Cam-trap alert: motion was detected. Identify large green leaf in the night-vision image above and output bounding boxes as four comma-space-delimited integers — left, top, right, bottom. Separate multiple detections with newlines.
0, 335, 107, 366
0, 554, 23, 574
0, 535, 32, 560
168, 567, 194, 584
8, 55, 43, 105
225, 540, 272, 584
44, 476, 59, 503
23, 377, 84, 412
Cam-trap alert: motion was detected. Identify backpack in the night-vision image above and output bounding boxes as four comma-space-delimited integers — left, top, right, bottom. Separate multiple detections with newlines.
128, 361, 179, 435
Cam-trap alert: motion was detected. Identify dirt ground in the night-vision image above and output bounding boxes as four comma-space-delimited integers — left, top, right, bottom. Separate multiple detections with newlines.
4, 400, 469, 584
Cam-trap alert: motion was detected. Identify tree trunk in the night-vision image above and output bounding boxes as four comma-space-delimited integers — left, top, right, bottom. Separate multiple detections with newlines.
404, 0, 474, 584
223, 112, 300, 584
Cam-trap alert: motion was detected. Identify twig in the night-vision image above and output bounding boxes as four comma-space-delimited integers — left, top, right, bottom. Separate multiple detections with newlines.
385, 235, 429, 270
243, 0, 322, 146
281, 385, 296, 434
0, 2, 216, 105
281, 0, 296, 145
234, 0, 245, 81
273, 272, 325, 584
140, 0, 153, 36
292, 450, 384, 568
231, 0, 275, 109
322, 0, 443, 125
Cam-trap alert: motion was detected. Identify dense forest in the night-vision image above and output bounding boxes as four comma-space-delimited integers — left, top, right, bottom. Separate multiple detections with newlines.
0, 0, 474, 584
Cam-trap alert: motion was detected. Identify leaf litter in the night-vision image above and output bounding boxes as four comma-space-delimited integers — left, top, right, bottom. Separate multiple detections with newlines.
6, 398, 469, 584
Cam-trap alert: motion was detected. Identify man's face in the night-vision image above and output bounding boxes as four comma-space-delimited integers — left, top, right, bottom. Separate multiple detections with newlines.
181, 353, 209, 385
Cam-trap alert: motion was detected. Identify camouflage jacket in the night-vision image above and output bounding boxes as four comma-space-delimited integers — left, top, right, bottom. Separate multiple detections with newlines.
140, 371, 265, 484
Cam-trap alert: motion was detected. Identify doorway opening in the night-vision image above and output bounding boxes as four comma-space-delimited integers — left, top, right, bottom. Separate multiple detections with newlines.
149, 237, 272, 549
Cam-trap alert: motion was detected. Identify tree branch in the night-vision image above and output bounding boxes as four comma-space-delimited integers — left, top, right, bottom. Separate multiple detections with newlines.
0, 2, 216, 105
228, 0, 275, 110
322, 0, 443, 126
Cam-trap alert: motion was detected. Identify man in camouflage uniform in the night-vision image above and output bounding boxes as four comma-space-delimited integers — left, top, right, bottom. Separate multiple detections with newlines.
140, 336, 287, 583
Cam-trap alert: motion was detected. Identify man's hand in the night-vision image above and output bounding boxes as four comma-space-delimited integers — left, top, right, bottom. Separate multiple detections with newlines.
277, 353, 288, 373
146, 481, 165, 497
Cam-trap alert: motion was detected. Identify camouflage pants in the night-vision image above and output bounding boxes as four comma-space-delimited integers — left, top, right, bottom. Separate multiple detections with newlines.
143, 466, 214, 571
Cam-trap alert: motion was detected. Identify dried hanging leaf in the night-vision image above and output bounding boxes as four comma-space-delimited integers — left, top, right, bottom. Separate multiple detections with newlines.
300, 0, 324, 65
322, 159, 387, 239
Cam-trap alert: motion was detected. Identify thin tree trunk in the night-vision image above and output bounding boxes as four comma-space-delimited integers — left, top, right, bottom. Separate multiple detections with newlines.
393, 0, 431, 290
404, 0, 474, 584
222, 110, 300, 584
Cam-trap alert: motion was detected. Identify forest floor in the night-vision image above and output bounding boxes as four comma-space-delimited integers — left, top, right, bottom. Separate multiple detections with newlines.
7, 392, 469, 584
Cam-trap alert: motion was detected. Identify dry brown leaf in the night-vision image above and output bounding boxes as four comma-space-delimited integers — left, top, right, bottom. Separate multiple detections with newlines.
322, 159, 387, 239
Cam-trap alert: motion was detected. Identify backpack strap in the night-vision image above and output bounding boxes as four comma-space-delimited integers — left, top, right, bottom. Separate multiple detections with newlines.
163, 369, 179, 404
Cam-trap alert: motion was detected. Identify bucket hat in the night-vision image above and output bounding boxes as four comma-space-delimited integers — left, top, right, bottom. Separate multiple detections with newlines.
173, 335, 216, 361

| What you will do |
Copy all of the material above verbatim, line for line.

| Response |
Cam-trap alert: motion was detected. Identify large green leaf in the night-vision image above and output bounding boxes as four comma-space-delimited integers — left, top, right, bottom. Separate multiple detections with newlines.
0, 335, 107, 366
0, 554, 23, 574
0, 535, 32, 560
168, 567, 194, 584
8, 55, 43, 105
225, 540, 272, 584
44, 476, 59, 503
23, 377, 84, 412
Cam-trap alert: motion was detected. Identify backpack in the night-vision image above and output bounding boxes as four comma-space-delimited integers — left, top, right, bottom. Separate multiple detections with newlines.
128, 361, 179, 435
Cam-trap alert: motion was detected. Identify dirt ground in the night-vision image above and output bounding boxes as four comma-space-delimited integers — left, top, right, bottom. Separate multiple detections with newlines.
4, 400, 469, 584
Cam-trap alert: motion was detected. Identify tree trunk in the night-vision image above and output bounding boxes as four comma-space-delimited integers — left, top, right, bottom. Separate multiple detections with newlines.
404, 0, 474, 584
223, 112, 300, 584
Cam-trap alert: motion was detected. Identify twig in the night-vision image above and output bounding boxes as four comma-space-delimited integers — left, top, right, bottom. Separate multiple detections with newlines.
385, 235, 429, 270
243, 0, 322, 146
281, 385, 296, 434
0, 2, 216, 105
281, 0, 296, 145
234, 0, 245, 81
273, 272, 325, 584
140, 0, 153, 36
292, 450, 384, 568
231, 0, 275, 109
322, 0, 443, 125
Cam-trap alert: motion was detected. Identify dense forest in the night-vision image above and output bounding boxes as four comma-space-delimited integers — left, top, right, bottom. Separate multiple detections with newlines.
0, 0, 474, 584
Cam-trap alert: motion was detected. Identify leaf litter in the night-vision image above and output bounding boxes as four comma-space-delimited integers — left, top, right, bottom. Separate multiple detections with newlines.
6, 398, 469, 584
Cam-trap alert: motion was detected. Identify man's face in the night-vision image above and output bounding boxes as four comma-space-delimited integers — left, top, right, bottom. Separate multiple detections with newlines.
181, 353, 209, 385
Cam-trap alert: motion was detected. Identify camouflage jacket in the night-vision image above and output bounding boxes as four comma-space-delimited integers — left, top, right, bottom. Separate multiple detections with newlines.
140, 371, 265, 484
Cam-trap alert: motion was detected. Identify doorway opening in the night-vision image above and output bounding boxes as four comma-space-delimited integers — left, top, right, bottom. Separate multiple detections with newlines.
149, 237, 272, 549
Cam-trap alert: motion was detected. Identify tree branch in the night-vision image above and output bounding boxes as four comma-space-delimited integers — left, top, right, bottom. Separate multiple detections with newlines.
0, 2, 216, 105
228, 0, 275, 110
322, 0, 443, 126
Cam-trap alert: motion was detected. Identify man in camouflage uniform in the night-vision image above and output bounding boxes as four comma-space-delimited integers — left, top, right, bottom. Separate multiple detections with newlines.
140, 336, 287, 583
Cam-trap alert: motion was detected. Identify man's hand in the night-vision image above and output bounding boxes as four comma-space-delimited integers — left, top, right, bottom. Separate multiple detections with newlines.
277, 353, 288, 373
146, 481, 165, 497
Cam-trap alert: motion was detected. Identify camouflage pants in the night-vision image above and output bounding boxes as four comma-space-delimited integers — left, top, right, bottom. Separate multiple detections with newlines.
143, 466, 214, 571
Cam-trap alert: motion was detected. Identify dried hanging leaf in the night-vision image above and output bounding boxes as four comma-space-delimited integers — left, top, right, bottom. Separate multiple detections with newlines.
300, 0, 324, 65
322, 159, 387, 239
Cam-trap alert: motion was detected. Identify thin tree trunk in the night-vision image above and output bounding boxes as four comma-space-delimited integers — left, top, right, bottom. Separate multiple detections with newlines.
393, 0, 431, 290
404, 0, 474, 584
222, 110, 300, 584
Cam-trap alert: motion was detected. Identify forest floor in the night-vision image above and output bounding boxes as four comma-space-delimited integers — left, top, right, bottom. Separate multiple detections with newlines.
7, 392, 469, 584
Cam-trap alert: motion was detected. Identify dry brown leaf in the night-vision image above and output bounding boxes as four comma-space-delimited integers — left, top, right, bottom. Separate multiple detections with newlines.
322, 159, 387, 239
Cam-trap alert: motion was detected. Identify backpack strap in the night-vision image above and output bounding boxes as four comma-space-delimited integers — left, top, right, bottom. Separate multiple detections with newlines.
163, 369, 179, 404
Cam-trap alert: motion was detected. Identify bucket hat in the night-vision image above and output bounding boxes as four comma-space-delimited integers — left, top, right, bottom. Separate multiple detections with newlines.
173, 335, 216, 361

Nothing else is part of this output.